ABOUT THIS EXERCISE → Each line from the one containing "Labeling fields. Category: dark necktie." to the end of the records should be copied exactly, and no other line.

Saved entries:

★ ★ ★

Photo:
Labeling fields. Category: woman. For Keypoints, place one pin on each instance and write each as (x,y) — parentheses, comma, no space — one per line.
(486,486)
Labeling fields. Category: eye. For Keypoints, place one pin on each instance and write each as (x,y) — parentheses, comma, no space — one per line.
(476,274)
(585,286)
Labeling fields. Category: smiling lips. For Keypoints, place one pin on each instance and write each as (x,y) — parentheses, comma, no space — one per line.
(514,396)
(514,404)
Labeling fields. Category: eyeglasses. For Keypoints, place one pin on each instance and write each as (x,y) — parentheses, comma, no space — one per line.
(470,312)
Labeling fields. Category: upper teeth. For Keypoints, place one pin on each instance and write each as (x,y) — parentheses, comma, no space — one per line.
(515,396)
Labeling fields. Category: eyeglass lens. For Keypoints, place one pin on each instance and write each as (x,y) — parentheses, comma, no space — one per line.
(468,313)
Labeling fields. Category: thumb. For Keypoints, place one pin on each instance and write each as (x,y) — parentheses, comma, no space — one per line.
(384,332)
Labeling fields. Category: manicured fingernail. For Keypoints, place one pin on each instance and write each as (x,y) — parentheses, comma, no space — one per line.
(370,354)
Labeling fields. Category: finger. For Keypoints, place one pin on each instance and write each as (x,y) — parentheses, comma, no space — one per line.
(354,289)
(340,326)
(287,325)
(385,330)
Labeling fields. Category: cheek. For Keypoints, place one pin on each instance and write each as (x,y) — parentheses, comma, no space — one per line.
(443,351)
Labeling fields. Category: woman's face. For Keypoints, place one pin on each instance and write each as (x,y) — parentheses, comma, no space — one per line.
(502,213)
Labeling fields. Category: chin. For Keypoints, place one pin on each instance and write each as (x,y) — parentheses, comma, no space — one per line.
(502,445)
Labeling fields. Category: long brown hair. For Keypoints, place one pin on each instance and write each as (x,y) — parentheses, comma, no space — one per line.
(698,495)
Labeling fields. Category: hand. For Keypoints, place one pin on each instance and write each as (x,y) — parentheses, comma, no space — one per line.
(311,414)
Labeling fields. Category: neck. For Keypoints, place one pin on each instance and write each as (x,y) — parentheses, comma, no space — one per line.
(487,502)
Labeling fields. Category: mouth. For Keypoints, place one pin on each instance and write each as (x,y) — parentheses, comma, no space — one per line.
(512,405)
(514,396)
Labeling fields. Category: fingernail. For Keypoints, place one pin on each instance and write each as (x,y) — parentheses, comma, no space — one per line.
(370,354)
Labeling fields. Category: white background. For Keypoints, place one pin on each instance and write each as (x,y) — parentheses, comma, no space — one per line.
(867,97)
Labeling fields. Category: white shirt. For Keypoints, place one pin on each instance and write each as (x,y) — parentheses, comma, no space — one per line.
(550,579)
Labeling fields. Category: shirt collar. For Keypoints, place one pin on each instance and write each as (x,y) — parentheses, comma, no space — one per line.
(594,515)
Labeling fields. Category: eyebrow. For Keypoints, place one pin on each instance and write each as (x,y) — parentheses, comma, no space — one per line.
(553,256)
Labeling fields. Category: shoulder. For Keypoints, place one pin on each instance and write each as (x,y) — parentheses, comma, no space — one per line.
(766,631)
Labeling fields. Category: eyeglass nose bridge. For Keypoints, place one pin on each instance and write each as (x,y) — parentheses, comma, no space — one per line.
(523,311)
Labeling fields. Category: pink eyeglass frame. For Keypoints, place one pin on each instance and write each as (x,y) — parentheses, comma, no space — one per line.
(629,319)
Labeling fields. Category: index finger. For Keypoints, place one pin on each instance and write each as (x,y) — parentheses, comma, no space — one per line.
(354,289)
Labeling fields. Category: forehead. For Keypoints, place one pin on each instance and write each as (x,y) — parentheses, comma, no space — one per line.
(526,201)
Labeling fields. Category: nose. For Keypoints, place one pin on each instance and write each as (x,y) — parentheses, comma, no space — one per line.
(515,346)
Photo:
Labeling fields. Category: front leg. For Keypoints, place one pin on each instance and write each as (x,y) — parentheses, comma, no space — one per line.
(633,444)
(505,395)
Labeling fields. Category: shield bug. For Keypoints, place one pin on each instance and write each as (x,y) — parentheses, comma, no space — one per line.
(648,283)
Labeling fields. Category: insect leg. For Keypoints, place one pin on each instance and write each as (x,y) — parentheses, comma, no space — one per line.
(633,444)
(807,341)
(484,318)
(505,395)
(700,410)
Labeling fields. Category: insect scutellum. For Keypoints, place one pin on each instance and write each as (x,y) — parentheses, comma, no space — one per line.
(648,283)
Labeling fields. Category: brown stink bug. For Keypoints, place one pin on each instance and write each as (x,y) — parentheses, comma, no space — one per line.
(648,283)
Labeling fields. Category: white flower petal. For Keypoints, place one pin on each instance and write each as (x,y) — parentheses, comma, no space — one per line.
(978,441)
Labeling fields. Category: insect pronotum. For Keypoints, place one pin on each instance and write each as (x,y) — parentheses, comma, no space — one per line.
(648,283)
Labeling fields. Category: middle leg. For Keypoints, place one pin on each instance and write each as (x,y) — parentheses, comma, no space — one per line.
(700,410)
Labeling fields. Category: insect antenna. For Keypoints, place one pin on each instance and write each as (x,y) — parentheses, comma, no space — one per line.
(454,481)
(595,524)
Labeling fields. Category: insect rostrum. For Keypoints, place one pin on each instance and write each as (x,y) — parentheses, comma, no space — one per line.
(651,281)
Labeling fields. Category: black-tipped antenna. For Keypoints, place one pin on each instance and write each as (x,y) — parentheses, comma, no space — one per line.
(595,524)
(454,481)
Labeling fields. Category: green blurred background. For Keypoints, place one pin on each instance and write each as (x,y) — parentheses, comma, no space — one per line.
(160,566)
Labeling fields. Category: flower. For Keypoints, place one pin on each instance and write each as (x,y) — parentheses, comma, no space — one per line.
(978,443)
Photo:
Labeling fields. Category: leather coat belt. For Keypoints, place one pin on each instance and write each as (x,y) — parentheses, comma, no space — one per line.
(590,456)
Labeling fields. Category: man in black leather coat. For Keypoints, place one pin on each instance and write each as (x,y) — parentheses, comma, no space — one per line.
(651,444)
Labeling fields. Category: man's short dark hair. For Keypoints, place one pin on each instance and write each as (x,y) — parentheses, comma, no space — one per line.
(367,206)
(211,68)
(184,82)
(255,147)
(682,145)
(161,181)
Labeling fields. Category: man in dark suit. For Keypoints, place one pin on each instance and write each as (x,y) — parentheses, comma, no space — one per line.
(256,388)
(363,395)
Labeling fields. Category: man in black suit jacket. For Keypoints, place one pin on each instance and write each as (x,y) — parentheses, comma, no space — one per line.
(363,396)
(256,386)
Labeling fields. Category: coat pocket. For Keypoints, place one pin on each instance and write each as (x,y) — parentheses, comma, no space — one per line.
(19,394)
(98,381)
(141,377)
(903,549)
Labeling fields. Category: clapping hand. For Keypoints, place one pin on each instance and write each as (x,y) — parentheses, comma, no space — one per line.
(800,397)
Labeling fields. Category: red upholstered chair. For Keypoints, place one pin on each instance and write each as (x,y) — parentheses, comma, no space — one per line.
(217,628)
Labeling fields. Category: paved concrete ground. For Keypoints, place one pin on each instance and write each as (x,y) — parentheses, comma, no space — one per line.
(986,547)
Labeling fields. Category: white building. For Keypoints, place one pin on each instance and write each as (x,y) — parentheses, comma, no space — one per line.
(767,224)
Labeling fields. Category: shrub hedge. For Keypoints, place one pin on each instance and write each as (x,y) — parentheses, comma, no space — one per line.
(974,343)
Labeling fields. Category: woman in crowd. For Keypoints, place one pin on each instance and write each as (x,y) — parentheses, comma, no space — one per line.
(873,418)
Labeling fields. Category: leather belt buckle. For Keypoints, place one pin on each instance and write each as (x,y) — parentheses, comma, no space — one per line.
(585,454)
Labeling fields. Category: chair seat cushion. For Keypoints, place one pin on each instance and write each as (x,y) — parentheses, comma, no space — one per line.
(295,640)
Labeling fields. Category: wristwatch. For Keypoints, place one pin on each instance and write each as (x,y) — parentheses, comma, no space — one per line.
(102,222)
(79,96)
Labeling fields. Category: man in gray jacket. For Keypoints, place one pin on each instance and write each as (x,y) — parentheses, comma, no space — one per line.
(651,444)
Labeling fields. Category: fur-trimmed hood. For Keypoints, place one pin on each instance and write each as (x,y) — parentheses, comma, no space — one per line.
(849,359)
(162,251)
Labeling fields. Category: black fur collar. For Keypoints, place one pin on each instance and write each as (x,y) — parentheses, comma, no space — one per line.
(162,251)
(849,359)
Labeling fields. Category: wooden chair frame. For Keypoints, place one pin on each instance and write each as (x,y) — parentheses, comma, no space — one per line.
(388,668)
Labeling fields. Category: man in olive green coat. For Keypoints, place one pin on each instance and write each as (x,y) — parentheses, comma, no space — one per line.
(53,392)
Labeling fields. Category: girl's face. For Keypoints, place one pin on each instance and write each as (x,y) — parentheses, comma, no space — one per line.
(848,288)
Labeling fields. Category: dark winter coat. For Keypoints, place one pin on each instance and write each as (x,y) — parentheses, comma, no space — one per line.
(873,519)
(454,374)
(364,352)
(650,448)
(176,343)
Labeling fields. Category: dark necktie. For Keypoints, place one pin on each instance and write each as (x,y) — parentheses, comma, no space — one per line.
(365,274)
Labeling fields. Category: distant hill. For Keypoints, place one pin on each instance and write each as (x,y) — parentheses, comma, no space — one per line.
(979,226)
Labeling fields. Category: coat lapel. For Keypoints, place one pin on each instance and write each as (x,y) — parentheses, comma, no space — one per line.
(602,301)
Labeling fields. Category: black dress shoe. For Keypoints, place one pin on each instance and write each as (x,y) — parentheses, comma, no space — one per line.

★ ★ ★

WRITTEN ANSWER →
Labeling fields. Category: dark necktie. For Keypoints, place one pin on each instance and write each as (x,y) — parentheses, comma, no space — one per line.
(365,274)
Labeling fields. Category: distant hill. For Keypoints, place one pin on each instance and write each as (x,y) — parentheses, comma, no space — one per line.
(979,226)
Labeling fields. Category: coat lapel. For Keypoints, place one pin on each instance and write each as (x,y) — parentheses, comma, no space — one per line.
(602,301)
Labeling fields. Category: black dress shoe. For Keypoints, place one pin on each instance and write each as (x,y) — parentheses, comma, no space — one per line.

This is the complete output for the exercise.